#### Extrait cité

Mon moniteur actuel est l’adjudant Allard, fils du grand courtier à la Bourse de Bordeaux.

Mais ne t’effraie pas, bien cher Papa, mes camarades savent que je ne suis pas le fils de Rothschild : envoie-moi ce que tu pourras surtout en cours d’entraînement sur campagne et plus encore, d’épreuve, nous pouvons atterrir qui sait où par suite de panne et l’argent peut servir dans maintes circonstances, sans vouloir parler des accidents toujours possibles. Avant de commencer mes épreuves, une longue lettre de mon Père que je chéris me ferait un bien grand plaisir.

Je t’embrasse bien affectueusement ton grand fils respectueux.

########
#### Données fournies

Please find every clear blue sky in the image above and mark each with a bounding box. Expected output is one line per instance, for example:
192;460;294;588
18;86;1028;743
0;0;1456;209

########

Consigne:
Répondez brièvement à chaque question à partir de l'extrait cité.
1. Qui est désigné comme moniteur actuel dans l'extrait ?
2. Quel incident pourrait obliger à atterrir « qui sait où » ?
3. Que demande la lettre de recevoir avant le début des épreuves ?
Les lignes n'ont aucun lien avec l'extrait cité.

Corrigé:
1. L'adjudant Allard, fils du grand courtier à la Bourse de Bordeaux.
2. Une panne.
3. Une longue lettre du père.